AIM OF THE TASK:
Please copy out each line of the entries in which "road" appears.

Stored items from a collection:

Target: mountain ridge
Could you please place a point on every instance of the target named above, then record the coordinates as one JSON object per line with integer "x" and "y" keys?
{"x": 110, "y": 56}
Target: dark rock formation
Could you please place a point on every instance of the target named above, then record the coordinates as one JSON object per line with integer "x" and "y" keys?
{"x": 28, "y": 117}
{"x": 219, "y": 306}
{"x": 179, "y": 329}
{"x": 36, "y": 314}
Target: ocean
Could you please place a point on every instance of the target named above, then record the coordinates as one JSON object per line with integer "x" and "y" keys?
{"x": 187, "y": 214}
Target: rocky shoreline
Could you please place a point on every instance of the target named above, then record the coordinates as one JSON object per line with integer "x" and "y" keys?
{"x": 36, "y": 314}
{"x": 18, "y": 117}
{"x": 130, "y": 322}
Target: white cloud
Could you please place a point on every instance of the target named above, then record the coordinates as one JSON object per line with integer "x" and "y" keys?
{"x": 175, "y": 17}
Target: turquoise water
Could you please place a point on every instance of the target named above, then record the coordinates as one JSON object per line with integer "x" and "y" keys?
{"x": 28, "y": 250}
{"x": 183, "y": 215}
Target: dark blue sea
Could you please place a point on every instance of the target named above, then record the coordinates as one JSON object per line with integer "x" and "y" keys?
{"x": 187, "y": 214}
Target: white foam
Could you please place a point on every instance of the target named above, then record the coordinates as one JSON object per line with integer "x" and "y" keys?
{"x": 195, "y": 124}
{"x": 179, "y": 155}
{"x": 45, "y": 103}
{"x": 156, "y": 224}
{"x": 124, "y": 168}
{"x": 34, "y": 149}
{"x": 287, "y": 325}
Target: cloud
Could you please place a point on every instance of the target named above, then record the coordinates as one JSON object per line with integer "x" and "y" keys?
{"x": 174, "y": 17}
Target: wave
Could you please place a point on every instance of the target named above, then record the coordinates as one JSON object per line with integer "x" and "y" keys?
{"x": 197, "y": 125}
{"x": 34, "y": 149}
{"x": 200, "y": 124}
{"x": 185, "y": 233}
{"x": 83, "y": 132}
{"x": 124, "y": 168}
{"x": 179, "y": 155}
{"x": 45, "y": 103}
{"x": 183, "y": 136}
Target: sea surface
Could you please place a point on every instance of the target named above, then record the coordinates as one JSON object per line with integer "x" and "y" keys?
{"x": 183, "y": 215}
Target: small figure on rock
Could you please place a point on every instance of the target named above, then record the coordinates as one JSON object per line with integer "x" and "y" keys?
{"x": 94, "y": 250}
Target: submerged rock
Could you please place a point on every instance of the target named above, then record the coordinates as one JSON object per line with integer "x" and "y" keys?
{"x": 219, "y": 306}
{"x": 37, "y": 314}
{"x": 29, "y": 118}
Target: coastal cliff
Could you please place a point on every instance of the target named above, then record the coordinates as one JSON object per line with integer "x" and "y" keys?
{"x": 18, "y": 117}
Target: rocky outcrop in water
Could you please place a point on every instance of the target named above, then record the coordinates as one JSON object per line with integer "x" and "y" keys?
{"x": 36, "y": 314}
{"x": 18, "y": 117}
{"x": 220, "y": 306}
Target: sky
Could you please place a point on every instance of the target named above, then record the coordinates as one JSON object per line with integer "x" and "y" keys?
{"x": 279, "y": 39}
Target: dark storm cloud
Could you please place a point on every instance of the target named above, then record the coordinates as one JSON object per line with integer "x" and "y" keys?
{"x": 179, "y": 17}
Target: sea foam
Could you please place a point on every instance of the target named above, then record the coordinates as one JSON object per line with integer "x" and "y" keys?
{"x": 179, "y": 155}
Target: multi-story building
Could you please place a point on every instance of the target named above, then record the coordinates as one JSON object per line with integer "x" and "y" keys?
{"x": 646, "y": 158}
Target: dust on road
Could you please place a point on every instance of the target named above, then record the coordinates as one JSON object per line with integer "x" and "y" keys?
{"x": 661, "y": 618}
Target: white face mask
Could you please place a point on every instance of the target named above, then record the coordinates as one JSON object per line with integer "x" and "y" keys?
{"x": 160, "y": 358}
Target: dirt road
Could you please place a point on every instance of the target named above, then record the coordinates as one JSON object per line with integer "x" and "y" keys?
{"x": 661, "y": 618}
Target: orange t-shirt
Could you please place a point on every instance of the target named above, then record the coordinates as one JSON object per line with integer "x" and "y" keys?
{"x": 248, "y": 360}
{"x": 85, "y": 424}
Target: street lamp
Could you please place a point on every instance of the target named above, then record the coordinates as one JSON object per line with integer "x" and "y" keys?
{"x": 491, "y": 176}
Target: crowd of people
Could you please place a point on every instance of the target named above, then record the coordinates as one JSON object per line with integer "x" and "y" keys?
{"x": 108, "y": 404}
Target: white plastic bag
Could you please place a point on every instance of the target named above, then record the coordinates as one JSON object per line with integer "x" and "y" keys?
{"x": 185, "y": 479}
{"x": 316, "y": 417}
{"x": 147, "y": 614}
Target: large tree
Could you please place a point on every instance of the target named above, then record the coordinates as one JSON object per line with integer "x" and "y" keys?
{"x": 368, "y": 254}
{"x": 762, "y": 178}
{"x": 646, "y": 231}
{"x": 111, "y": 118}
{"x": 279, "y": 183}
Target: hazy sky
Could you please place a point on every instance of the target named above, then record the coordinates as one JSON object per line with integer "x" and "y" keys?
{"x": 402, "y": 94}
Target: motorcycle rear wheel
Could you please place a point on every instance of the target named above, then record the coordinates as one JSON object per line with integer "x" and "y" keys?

OUTPUT BELOW:
Target: dust on road
Target: dirt road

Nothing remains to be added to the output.